▸ What you are asked to do
Apart from the pictures, every entry below should be repeated exactly.

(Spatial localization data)

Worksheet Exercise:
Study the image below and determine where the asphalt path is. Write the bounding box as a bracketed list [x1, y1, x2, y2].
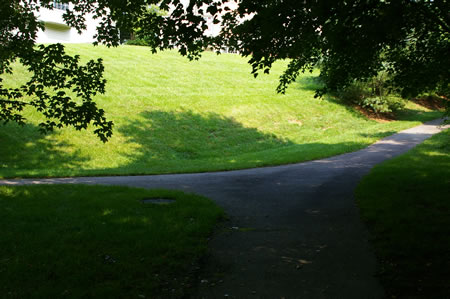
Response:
[1, 119, 448, 299]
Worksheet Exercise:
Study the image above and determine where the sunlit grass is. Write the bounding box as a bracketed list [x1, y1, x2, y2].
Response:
[0, 185, 224, 298]
[0, 44, 443, 178]
[356, 129, 450, 298]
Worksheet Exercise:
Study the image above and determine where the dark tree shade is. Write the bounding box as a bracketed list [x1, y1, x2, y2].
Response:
[216, 0, 450, 98]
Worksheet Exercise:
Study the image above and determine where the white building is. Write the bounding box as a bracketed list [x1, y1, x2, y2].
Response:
[36, 1, 100, 44]
[177, 0, 239, 37]
[35, 1, 247, 45]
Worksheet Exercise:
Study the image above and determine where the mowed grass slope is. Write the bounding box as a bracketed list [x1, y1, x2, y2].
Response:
[0, 44, 443, 178]
[356, 129, 450, 298]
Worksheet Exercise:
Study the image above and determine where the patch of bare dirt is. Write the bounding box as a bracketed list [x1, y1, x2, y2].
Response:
[412, 95, 448, 110]
[288, 119, 303, 126]
[353, 105, 395, 123]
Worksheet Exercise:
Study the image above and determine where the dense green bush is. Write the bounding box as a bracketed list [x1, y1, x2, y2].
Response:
[337, 82, 368, 103]
[360, 96, 405, 114]
[436, 83, 450, 101]
[125, 38, 150, 46]
[338, 73, 405, 114]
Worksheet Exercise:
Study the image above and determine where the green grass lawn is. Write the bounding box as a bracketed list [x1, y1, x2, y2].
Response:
[356, 129, 450, 298]
[0, 44, 443, 178]
[0, 185, 224, 298]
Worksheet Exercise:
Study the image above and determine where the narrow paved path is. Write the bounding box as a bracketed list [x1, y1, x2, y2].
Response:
[1, 119, 448, 298]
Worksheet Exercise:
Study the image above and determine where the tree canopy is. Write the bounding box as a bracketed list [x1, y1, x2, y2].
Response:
[1, 0, 449, 141]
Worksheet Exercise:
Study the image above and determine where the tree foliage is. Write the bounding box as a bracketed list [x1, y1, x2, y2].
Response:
[0, 0, 115, 141]
[1, 0, 449, 140]
[215, 0, 449, 98]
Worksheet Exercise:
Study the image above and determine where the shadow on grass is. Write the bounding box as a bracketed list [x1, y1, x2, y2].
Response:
[0, 108, 444, 178]
[395, 108, 444, 121]
[359, 131, 397, 139]
[294, 76, 374, 121]
[108, 109, 397, 174]
[1, 110, 379, 177]
[0, 184, 222, 297]
[117, 110, 294, 162]
[0, 123, 87, 177]
[294, 75, 324, 91]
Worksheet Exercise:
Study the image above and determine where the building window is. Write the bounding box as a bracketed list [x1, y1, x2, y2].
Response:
[53, 1, 69, 11]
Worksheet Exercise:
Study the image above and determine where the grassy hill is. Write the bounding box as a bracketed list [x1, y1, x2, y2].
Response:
[0, 44, 443, 178]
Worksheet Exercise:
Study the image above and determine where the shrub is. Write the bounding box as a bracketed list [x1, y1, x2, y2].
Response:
[360, 96, 405, 114]
[125, 38, 150, 47]
[338, 73, 405, 114]
[436, 83, 450, 99]
[337, 82, 369, 103]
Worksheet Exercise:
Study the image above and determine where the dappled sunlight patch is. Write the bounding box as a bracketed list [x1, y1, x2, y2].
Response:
[0, 123, 90, 177]
[102, 209, 113, 216]
[427, 151, 449, 157]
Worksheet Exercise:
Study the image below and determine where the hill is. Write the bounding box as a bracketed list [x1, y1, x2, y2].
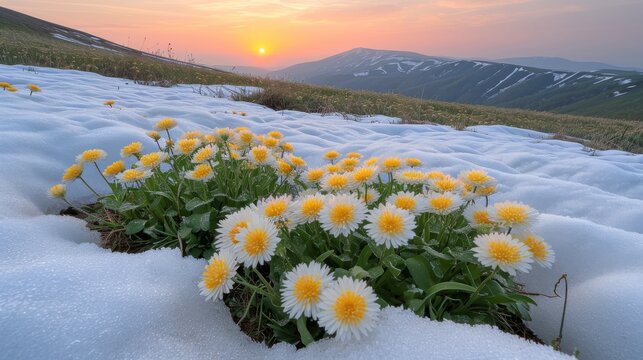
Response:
[0, 6, 641, 152]
[272, 48, 643, 120]
[495, 56, 643, 73]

▸ Problem solution
Worksheet Exercise:
Study the image below and determine where the asphalt path is. Write the bounding box as a bracketed list [x1, y1, x2, y2].
Response:
[1, 119, 448, 299]
Worksheet Exercise:
Study the image above and determine where the sunlit grass is. Write the bounding box as a bracketed list [x1, y1, x2, y2].
Response:
[0, 185, 224, 298]
[0, 44, 443, 178]
[356, 129, 450, 298]
Worksheet Exercise:
Study the image above and determine where the dark tree shade is. Write the bounding box as a bracketed list [x1, y1, x2, y2].
Response:
[216, 0, 450, 98]
Worksheet Exercise:
Study the image above and determine where the white building is. Write the bounding box as a bracketed list [x1, y1, x2, y2].
Response:
[36, 1, 100, 44]
[177, 0, 239, 37]
[35, 1, 247, 45]
Worksheet Exercise:
Study the image above and determine where the mowed grass slope is. Write the bounding box as a bracketed list [x1, y1, x2, y2].
Response:
[0, 44, 443, 178]
[356, 129, 450, 298]
Worksheet Exercise:
Study the image above and determine where the patch of bare dirt is. Write the bounding box as a bracketed list [x1, y1, x2, y2].
Response:
[412, 95, 448, 110]
[288, 119, 303, 126]
[353, 105, 395, 123]
Worksheet Exercise:
Study the image above and determine where the dense green bush is. Write the bounding box as a bracketed list [x1, y1, x2, y2].
Response:
[337, 82, 368, 103]
[360, 96, 405, 114]
[436, 83, 450, 101]
[125, 38, 150, 46]
[338, 73, 405, 114]
Worksheet Exercise:
Study the image above and determine where the green grass lawn is. Write the bounding box as a bracketed list [x1, y1, x2, y2].
Response:
[356, 129, 450, 298]
[0, 44, 443, 178]
[0, 185, 224, 298]
Worksheet Exercise:
Study the image above and determine where the narrow paved path is. Write the bounding box as a bracketed list [x1, y1, x2, y2].
Response:
[1, 119, 448, 298]
Worksheet Exercise:
Study the image above and determine where the tree canopy is. Write the bounding box as a bracketed list [x1, y1, x2, y2].
Response:
[1, 0, 449, 141]
Worksheet Exercise:
Study the image above and determine where the tree foliage is. Write the bounding box as a bracketed list [x1, y1, x2, y2].
Response:
[0, 0, 115, 141]
[1, 0, 449, 140]
[215, 0, 449, 98]
Worksheet Exercise:
Study the image above and determine where the shadow on grass is. Write the bounding box as a bracketed list [x1, y1, x2, y2].
Response:
[0, 108, 444, 178]
[395, 108, 444, 121]
[359, 131, 397, 139]
[294, 76, 374, 121]
[108, 109, 397, 174]
[1, 110, 379, 177]
[0, 184, 222, 297]
[117, 110, 294, 162]
[0, 123, 87, 177]
[294, 75, 324, 91]
Worksheet Exercise:
Study the image above and determine where the building window is. Write the bounding box as a bracketed list [x1, y1, x2, y2].
Response:
[53, 1, 69, 11]
Worksheet Exercise:
Study the image above and determine where the grassy hill is. Write the bounding box as a bracketed list [x1, y1, x2, y2].
Response:
[0, 44, 443, 178]
Worksheet Exercise:
Study the image above and determine where the shrub is. Write the bounding box as a bracketed list [x1, y1, x2, y2].
Response:
[360, 96, 405, 114]
[125, 38, 150, 47]
[338, 73, 405, 114]
[436, 83, 450, 99]
[337, 82, 369, 103]
Worksheet Exercise:
Study the image above and determine where the dappled sunlight patch is. Write the bounding box as a bracketed list [x1, y1, x2, y2].
Response:
[0, 123, 90, 177]
[102, 209, 113, 216]
[427, 151, 449, 157]
Worksheet Exercise:
Study the image below and determine where the hill is. Write the bounding box as a bracketed list [x1, y1, x2, y2].
Response:
[0, 6, 641, 152]
[272, 48, 643, 120]
[495, 56, 643, 73]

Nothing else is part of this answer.